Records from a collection

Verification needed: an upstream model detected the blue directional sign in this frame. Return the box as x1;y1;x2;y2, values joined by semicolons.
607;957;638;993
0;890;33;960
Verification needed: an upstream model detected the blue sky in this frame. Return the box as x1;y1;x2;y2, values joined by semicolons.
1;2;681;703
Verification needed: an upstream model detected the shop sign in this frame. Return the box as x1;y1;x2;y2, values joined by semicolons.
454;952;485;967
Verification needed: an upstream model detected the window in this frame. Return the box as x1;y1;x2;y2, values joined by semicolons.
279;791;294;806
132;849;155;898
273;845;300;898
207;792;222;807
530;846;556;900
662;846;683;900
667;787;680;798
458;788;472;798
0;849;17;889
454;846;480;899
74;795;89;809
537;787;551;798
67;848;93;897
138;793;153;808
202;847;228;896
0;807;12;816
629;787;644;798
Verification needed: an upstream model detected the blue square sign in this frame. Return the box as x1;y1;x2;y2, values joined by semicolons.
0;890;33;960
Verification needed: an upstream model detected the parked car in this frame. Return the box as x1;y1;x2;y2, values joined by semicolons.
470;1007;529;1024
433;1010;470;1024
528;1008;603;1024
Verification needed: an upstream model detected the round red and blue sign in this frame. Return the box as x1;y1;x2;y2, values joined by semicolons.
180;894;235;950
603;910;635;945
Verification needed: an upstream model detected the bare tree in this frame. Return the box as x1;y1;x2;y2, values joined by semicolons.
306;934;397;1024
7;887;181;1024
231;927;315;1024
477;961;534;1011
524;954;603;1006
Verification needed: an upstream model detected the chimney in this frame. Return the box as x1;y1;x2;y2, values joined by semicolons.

> _Exercise brief_:
Give back the data above word for word.

> _Response to this task_:
Verification needed: an upstream model detected the blue directional sign in this frame. Return the box as x1;y1;x2;y2, values joined by semicolons.
607;957;638;993
0;890;33;960
Verification needed: an upstream model detected the blue sky in this frame. Return the box as x1;y1;x2;y2, values joined by semicolons.
1;2;681;703
Verification needed: an upstream model detected the shop sign in this frame. Return the box as x1;y1;x2;y2, values joined by semicolons.
454;952;485;967
Verification needed: an upstream model detected the window in this frame. Return the box as x1;y1;x2;y2, values joined by semicolons.
279;791;294;806
132;849;155;898
273;845;300;898
207;792;222;807
530;846;556;900
662;846;683;900
667;787;680;798
458;788;472;798
0;849;17;889
454;846;480;899
74;795;89;809
537;787;551;798
67;848;93;897
138;793;153;808
202;847;228;896
0;807;12;816
629;787;644;798
Verification needed: an upstream model detected the blue square sign in this frame. Return the box as x1;y1;x2;y2, values joined by semicolons.
0;890;33;960
Verification needed: an upstream model detected the parked car in this frame. Return the box as x1;y1;x2;y2, values joined by semicolons.
470;1007;529;1024
433;1010;470;1024
528;1008;603;1024
Verification needed: an upstream model detected the round red and blue sign in this frame. Return the box as x1;y1;x2;y2, values joined by semicolons.
180;894;235;950
603;910;635;945
Verification needed: an upstream model detected the bare tree in this frame. Return the box as x1;y1;x2;y2, values joined by semicolons.
306;934;397;1024
7;887;181;1024
231;927;315;1024
477;961;534;1011
524;954;603;1006
Verification needed: an upstream model detected the chimney in this frame. Return the box as x1;y1;x2;y2, values joined by semicolons.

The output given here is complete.